__TASKS AND EXERCISES__:
[A] Give the usernames of everyone in the git workflow thread whose post is dated Aug 8, 2021.
[B] Retype the stretch of the listing from its start through the line containing "[385,490,400,511]", including both ends. Leave the pictures out.
:: SELECTED EXCERPT
If you need to work on something big, that’s what feature flags are for.

croo · on Aug 8, 2021

Yeah but... What happens when you work with a new college who put two features in a branch because he forgot to switch and someone did a shitty review and it's now in master but you can't revert because its release day and three other colleges already did a rebase and you cannot take the time to revert this mess anymore because other bugs and...

I mean commits in need of repair happens, however good your workflow is.

delecti · on Aug 8, 2021

That's why new members of the team get extra attention for their first few changes, PRs require two reviews, and we don't rebase master.

I've really just never needed to do major repairs to the master branch of a project I was working on. We're probably missing out on git features that could be nifty, but it's also easier to avoid shooting ourselves in the foot.

eplanit · on Aug 8, 2021

That's the model I'm accustomed to, as well. Most shops I have worked with in the past 10 years use Gerrit, which facilitates that (transparently).

somehnacct3757 · on Aug 8, 2021

I'll do this stuff for myself in a long-lived branch to keep rebasing and cherry-picking on the table.

I don't see the value for small changes, just squash. I also don't see the value in a PR-based workflow, as your team's PR practices should have sufficient context without asking everyone to rewrite history.

I also don't really believe that devs can reliably retcon atomic commits that compile using just git commands. You make a nice commit for the new file but forget that it has a dependency in another new file. Or you remember the dependency and painstakingly add -p the functions necessary for the commit, but forget one variable definition that was in a chunk at the top of the file.

omegalulw · on Aug 9, 2021

Run tests on every commit? At least make sure every commit is buildable.

tomasreimers · on Aug 8, 2021

Agreed with a lot, but for many companies I think cleaning up git history is more effectively accomplished by cleaning up PRs than actually trying to clean up the commits themselves that developers write.

"Good commits" are one of those things that benefit the whole, but no individual developer is incentivized to do. Because of that, it's easier to enforce at code review (rather than hope developers just do it). Many companies do this by squashing changes, so a developers' commits and the commits on trunk are decoupled.

I think the best way to make changes (and therefore commits on trunk) understandable is to split them up into series of dependent changes; something supported by the code review tooling used at places like FB / Uber / Google, but not super well in GitHub... Which leads to large PRs with a lot of unrelated fixes.

Disclaimer: I work at a company trying to bring that dependent change / stacked diff workflow to git and GitHub (https://graphite.dev).

xyzzy_plugh · on Aug 8, 2021

> Disclaimer: I work at a company trying to bring that dependent change / stacked diff workflow to git and GitHub

GitHub I understand, the tooling here is terrible. I have my own scripts to solve this, but there are fundamental issues with how GitHub treats branches. But git? Huh?

The "stacked diff" workflow is more commonly known as a patch set or patch series, and is as old as git itself. See the LKML for examples. Tools like Gerrit or Sourcehut promote this workflow as a first-class citizen. It's how you use git over a mailing list anyways.

fosterfriends · on Aug 8, 2021

++ stacked changes workflow. @tomasreimers made me a convert after debating traditional github workflows for a year

usr1106 · on Aug 8, 2021

Every commit should build is a reasonable principle.
::::
:: DATASET ENTRIES
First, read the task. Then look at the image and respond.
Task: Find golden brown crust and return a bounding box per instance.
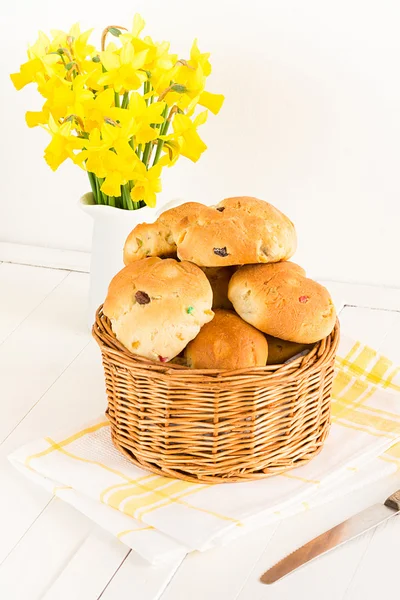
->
[228,262,336,344]
[266,334,313,365]
[201,267,235,310]
[185,309,268,370]
[103,257,213,362]
[124,197,296,267]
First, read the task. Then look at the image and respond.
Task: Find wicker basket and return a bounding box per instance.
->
[93,307,339,483]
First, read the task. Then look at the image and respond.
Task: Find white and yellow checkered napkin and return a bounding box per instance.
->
[10,338,400,563]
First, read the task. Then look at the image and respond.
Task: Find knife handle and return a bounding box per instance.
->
[385,490,400,511]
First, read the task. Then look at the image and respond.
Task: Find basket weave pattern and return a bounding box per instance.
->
[93,307,339,483]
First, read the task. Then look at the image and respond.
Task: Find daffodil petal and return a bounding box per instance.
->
[199,91,225,115]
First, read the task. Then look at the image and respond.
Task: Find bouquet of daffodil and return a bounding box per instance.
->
[11,15,224,210]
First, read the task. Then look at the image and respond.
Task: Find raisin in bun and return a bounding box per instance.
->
[185,309,268,370]
[266,335,313,365]
[124,196,296,267]
[103,257,213,362]
[176,196,297,267]
[228,262,336,344]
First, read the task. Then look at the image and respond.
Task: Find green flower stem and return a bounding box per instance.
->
[121,92,129,108]
[87,171,97,199]
[144,81,150,106]
[142,142,153,165]
[94,176,104,204]
[153,106,173,167]
[122,183,139,210]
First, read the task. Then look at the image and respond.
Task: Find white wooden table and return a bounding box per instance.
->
[0,263,400,600]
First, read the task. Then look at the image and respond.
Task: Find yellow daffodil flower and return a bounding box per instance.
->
[99,41,147,93]
[110,92,166,145]
[11,15,224,209]
[80,88,114,133]
[44,115,84,171]
[166,113,207,162]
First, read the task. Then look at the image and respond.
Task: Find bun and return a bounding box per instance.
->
[103,257,213,362]
[228,262,336,344]
[201,267,235,310]
[124,196,296,267]
[185,309,268,370]
[124,202,213,265]
[266,335,313,365]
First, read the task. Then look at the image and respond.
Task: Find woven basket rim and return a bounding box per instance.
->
[92,304,340,381]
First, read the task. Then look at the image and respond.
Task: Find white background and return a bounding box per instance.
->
[0,0,400,286]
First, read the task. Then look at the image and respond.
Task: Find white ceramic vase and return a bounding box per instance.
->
[80,192,181,328]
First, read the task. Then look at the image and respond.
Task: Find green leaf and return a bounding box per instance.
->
[171,83,188,94]
[108,27,121,37]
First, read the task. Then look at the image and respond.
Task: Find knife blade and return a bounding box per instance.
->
[260,490,400,584]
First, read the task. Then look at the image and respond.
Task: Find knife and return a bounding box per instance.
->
[260,490,400,583]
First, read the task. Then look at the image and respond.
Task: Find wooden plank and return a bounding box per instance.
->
[0,500,93,600]
[99,552,183,600]
[344,504,400,600]
[162,524,278,600]
[0,341,106,563]
[0,242,90,273]
[320,280,400,311]
[0,290,398,600]
[234,477,398,600]
[0,263,68,344]
[0,273,90,443]
[41,527,129,600]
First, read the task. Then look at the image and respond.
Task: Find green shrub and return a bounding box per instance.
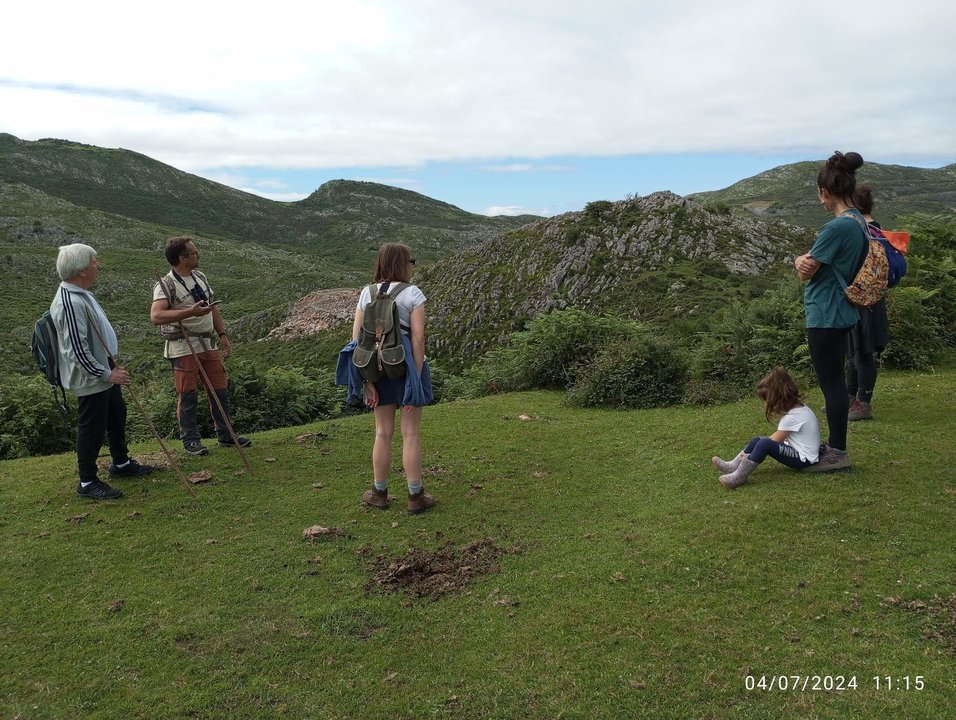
::::
__THE REPLIES__:
[A] croo, delecti, eplanit, somehnacct3757, tomasreimers, xyzzy_plugh, fosterfriends, usr1106

[B]
First, read the task. Then look at the image and respond.
Task: Find golden brown crust and return a bounding box per instance.
->
[228,262,336,344]
[266,334,313,365]
[201,267,235,310]
[185,309,268,370]
[103,257,213,362]
[124,197,296,267]
First, read the task. Then look at the image and respond.
Task: Find wicker basket and return a bounding box per instance.
->
[93,307,339,483]
First, read the task. Then look at the image and respond.
Task: Find white and yellow checkered napkin and return a bounding box per instance.
->
[10,338,400,563]
First, read the task. Then look at the image and respond.
Task: Find knife handle and return a bounding box per instance.
->
[385,490,400,511]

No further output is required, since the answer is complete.